## Problem statement
Return the following lines word for word, with no changes.

## Extracted material
## begin

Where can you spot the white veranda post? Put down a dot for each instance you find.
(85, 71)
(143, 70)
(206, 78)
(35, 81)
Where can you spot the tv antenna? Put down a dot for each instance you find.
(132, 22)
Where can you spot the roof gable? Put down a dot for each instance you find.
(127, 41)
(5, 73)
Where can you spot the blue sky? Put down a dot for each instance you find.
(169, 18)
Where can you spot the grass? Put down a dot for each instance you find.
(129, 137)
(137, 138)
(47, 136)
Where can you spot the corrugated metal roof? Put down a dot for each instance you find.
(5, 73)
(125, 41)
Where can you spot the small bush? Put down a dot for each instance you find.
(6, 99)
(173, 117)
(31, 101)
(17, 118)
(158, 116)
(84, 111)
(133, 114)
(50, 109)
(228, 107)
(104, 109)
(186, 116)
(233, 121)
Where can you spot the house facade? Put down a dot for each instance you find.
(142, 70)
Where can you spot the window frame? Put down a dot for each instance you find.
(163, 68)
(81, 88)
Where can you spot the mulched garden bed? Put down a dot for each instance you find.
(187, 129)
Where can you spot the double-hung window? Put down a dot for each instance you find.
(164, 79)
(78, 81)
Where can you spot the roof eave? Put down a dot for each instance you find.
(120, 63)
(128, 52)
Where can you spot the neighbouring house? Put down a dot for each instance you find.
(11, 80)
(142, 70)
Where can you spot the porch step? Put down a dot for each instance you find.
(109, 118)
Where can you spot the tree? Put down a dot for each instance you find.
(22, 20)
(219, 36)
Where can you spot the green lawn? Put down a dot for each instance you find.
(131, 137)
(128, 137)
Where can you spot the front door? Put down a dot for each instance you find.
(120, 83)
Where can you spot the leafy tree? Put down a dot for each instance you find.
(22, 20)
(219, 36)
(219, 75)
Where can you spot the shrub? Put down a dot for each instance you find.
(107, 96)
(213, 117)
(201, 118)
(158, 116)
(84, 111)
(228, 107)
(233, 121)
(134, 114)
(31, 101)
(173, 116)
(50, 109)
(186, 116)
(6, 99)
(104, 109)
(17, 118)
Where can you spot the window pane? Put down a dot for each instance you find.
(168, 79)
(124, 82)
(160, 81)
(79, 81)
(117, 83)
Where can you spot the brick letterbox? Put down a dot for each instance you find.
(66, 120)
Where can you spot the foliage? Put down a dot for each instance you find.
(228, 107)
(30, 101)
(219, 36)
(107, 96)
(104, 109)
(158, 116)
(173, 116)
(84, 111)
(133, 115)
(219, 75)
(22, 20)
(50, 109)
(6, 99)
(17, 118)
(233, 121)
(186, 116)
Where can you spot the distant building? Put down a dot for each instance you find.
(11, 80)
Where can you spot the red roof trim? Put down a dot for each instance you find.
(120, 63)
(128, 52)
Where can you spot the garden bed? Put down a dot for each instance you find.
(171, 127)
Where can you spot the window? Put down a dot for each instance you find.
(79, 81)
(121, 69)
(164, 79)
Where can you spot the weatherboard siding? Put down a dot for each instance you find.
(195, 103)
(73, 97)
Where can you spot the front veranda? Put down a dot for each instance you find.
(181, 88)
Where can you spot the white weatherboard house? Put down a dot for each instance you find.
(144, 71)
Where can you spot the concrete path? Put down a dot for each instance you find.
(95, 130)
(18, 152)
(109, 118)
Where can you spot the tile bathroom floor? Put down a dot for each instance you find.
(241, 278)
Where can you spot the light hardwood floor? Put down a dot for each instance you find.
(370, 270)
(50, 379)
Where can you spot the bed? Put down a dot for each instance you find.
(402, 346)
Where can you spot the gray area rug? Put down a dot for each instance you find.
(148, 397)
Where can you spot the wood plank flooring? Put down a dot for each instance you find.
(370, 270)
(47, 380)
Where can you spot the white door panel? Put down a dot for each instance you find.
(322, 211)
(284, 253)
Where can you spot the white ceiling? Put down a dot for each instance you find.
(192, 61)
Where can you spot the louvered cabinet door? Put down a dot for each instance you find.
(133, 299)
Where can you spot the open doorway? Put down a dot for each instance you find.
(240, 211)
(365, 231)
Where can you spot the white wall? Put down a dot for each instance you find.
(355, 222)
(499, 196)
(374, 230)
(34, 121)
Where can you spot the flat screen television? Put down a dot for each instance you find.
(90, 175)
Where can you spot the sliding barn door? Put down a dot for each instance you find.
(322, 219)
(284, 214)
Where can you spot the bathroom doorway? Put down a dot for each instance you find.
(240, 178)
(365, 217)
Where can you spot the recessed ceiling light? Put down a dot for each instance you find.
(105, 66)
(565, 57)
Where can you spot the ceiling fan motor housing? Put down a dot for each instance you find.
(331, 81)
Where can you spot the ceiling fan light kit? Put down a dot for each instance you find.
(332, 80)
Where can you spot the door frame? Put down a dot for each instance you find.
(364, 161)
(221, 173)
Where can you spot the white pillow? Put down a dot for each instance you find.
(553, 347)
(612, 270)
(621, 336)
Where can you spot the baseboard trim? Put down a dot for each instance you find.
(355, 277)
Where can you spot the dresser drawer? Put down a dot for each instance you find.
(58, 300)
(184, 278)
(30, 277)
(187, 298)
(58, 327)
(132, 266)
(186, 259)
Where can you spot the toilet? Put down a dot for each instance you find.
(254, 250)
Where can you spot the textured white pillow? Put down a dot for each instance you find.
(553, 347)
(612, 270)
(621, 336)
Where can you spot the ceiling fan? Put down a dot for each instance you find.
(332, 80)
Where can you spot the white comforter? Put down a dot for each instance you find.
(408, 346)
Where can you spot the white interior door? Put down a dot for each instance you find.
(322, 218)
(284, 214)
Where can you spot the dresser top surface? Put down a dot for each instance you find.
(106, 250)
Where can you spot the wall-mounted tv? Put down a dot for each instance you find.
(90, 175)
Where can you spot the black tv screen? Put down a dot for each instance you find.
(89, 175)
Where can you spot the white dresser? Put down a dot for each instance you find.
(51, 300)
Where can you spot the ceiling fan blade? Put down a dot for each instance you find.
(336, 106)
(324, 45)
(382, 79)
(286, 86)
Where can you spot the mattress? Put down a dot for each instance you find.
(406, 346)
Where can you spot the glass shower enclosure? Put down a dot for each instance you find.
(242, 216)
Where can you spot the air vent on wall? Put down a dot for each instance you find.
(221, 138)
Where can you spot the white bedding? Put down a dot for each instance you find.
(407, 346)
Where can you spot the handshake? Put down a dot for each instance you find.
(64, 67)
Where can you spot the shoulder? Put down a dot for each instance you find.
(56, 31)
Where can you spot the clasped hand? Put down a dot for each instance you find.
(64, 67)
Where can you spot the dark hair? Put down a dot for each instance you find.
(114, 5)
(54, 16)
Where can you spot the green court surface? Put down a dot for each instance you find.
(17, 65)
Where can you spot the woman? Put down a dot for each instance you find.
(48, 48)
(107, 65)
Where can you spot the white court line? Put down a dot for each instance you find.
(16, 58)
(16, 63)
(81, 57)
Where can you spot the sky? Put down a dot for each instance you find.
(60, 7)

## end

## Solution
Where can you spot the white veranda post? Put down a dot for each instance you find.
(85, 71)
(143, 70)
(206, 78)
(35, 81)
Where can you spot the tv antenna? Put down a dot for each instance you find.
(132, 22)
Where can you spot the roof gable? Put down a dot for each instance you find.
(127, 41)
(5, 73)
Where can you spot the blue sky? Put down a dot for each instance you find.
(169, 18)
Where can you spot the grass? Put down a dot for each instance you find.
(129, 137)
(137, 138)
(47, 136)
Where can you spot the corrugated metal roof? Put down a dot for each instance you find.
(5, 73)
(125, 41)
Where can you spot the small bush? Put down a dot for each instance you find.
(6, 99)
(173, 117)
(31, 101)
(17, 118)
(158, 116)
(84, 111)
(133, 114)
(50, 109)
(228, 107)
(104, 109)
(186, 116)
(233, 121)
Where can you spot the house facade? Put down a dot for each instance you find.
(142, 70)
Where can you spot the window frame? Put down a dot for each instance you find.
(163, 68)
(81, 88)
Where can you spot the mulched garden bed? Put down a dot for each instance you find.
(187, 129)
Where can you spot the double-hung window? Put down a dot for each instance you find.
(164, 79)
(78, 81)
Where can you spot the roof eave? Put down a dot for each instance you find.
(120, 63)
(128, 52)
Where can you spot the neighbouring house? Put down a dot for each instance you find.
(11, 80)
(142, 70)
Where can you spot the porch step? Put down a dot for each instance you find.
(109, 118)
Where can you spot the tree? Put down a dot for each instance you find.
(22, 20)
(219, 36)
Where can you spot the green lawn? Put down a dot for each instance you find.
(131, 137)
(128, 137)
Where can you spot the front door? Put down a dot for each instance you find.
(120, 83)
Where can you spot the leafy tree? Put down a dot for each instance you find.
(22, 20)
(219, 36)
(219, 75)
Where can you spot the shrub? Put down a dot for each instance you find.
(107, 96)
(213, 117)
(201, 118)
(158, 116)
(84, 111)
(228, 107)
(233, 121)
(134, 114)
(31, 101)
(173, 116)
(50, 109)
(186, 116)
(6, 99)
(104, 109)
(17, 118)
Where can you spot the window pane? Put down a dot for each instance you find.
(168, 79)
(124, 82)
(160, 81)
(79, 81)
(117, 83)
Where can you spot the brick letterbox? Put down a dot for each instance you find.
(66, 120)
Where can you spot the foliage? Put down a dot for each instance you find.
(228, 107)
(30, 101)
(219, 36)
(107, 96)
(104, 109)
(158, 116)
(173, 116)
(84, 111)
(133, 115)
(219, 75)
(22, 20)
(50, 109)
(6, 99)
(17, 118)
(233, 121)
(186, 116)
Where can you spot the distant building? Put down a dot for each instance you find.
(11, 80)
Where can you spot the red roof trim? Put down a dot for each instance you find.
(120, 63)
(128, 52)
Where can you spot the garden bed? Put down a dot for each instance you find.
(171, 127)
Where can you spot the window? Put down a dot for each instance you find.
(79, 81)
(121, 69)
(164, 79)
Where can you spot the weatherboard siding? Put down a dot for each instance you find.
(195, 103)
(73, 97)
Where can you spot the front veranda? Put down a dot for each instance you find.
(181, 88)
Where can you spot the white weatherboard house? Put down a dot for each instance you find.
(144, 71)
Where can you spot the concrete path? Put down a dot for each instance you find.
(95, 130)
(18, 152)
(109, 118)
Where can you spot the tile bathroom floor? Put down a dot for each instance you find.
(241, 278)
Where can you spot the light hardwood floor? Put down a dot for each instance you find.
(370, 270)
(50, 379)
Where can you spot the bed? Put down a dot for each instance you find.
(402, 346)
Where can you spot the gray area rug? Put down a dot for each instance you find.
(148, 397)
Where can you spot the wood plank flooring? Put down a dot for each instance you find.
(370, 270)
(47, 380)
Where can you spot the white door panel? Put down a dot for each instance you find.
(322, 211)
(284, 253)
Where can you spot the white ceiling? Put down a dot for each instance you find.
(192, 61)
Where can you spot the louvered cabinet door? Put down a dot for each instance you find.
(133, 299)
Where can you spot the open doorway? Put down a dot for each instance you find.
(240, 211)
(365, 231)
Where can you spot the white wall? Put down a dot for each instance you find.
(355, 222)
(499, 196)
(374, 230)
(34, 121)
Where can you spot the flat screen television? Put down a dot for each instance you find.
(90, 175)
Where can you spot the sliding barn door? Put down a dot for each instance you find.
(322, 219)
(284, 214)
Where can you spot the bathroom doorway? Put down a dot for each instance you find.
(240, 178)
(365, 217)
Where can you spot the recessed ceiling light? Put down a dot for each instance you find.
(105, 66)
(565, 57)
Where can you spot the ceiling fan motor housing? Put down a dot for each instance you find.
(331, 81)
Where can you spot the ceiling fan light kit? Put down a dot for each instance you find.
(332, 80)
Where can you spot the door frame? Put down a dot for each instance you find.
(364, 161)
(221, 173)
Where can you spot the white pillow? Put down a dot for each instance you find.
(553, 347)
(612, 270)
(621, 336)
Where can you spot the baseboard trim? Put down a dot for each instance you find.
(355, 277)
Where can you spot the dresser drawer? Put down a dot for each instance you find.
(58, 300)
(184, 278)
(30, 277)
(187, 298)
(58, 327)
(132, 266)
(186, 259)
Where can you spot the toilet? Put down a dot for each instance you find.
(254, 250)
Where can you spot the textured white pillow? Put down a dot for each instance you find.
(553, 347)
(612, 270)
(621, 336)
Where can you spot the ceiling fan? Put down a dot for each instance you find.
(332, 80)
Where can you spot the white comforter? Put down a dot for each instance you find.
(408, 346)
Where can you spot the white interior door? Put down a dot for each instance you find.
(322, 218)
(284, 214)
Where can you spot the dresser top surface? Put down a dot for each instance you find.
(106, 250)
Where can you spot the wall-mounted tv? Put down a dot for each instance you find.
(90, 175)
Where can you spot the black tv screen? Put down a dot for each instance you find.
(89, 175)
Where can you spot the white dresser? Put down a dot for each instance you find.
(51, 300)
Where can you spot the ceiling fan blade? Put down a dot for each instance you find.
(336, 106)
(324, 45)
(382, 79)
(286, 86)
Where can you spot the mattress? Put down a dot for each instance you find.
(406, 346)
Where can you spot the glass shower enclosure? Put down a dot for each instance you find.
(242, 216)
Where can you spot the air vent on wall? Put down a dot for each instance you find.
(221, 138)
Where can you spot the white bedding? Put down a dot for each instance you find.
(407, 346)
Where can you spot the handshake? Put down a dot for each instance you find.
(64, 67)
Where can you spot the shoulder? Put down a dot for each instance you find.
(56, 31)
Where can you spot the clasped hand? Put down a dot for each instance you find.
(64, 67)
Where can you spot the dark hair? Put down a dot for each instance you find.
(114, 5)
(54, 16)
Where can you spot the green court surface? Put down a dot for each instance you find.
(17, 65)
Where can you spot the woman? Put down a dot for each instance you find.
(48, 48)
(107, 65)
Where can you spot the white court line? Put down a dot for each instance you find.
(16, 58)
(16, 63)
(81, 57)
Where can you spot the sky? Put down a dot for each instance you find.
(60, 7)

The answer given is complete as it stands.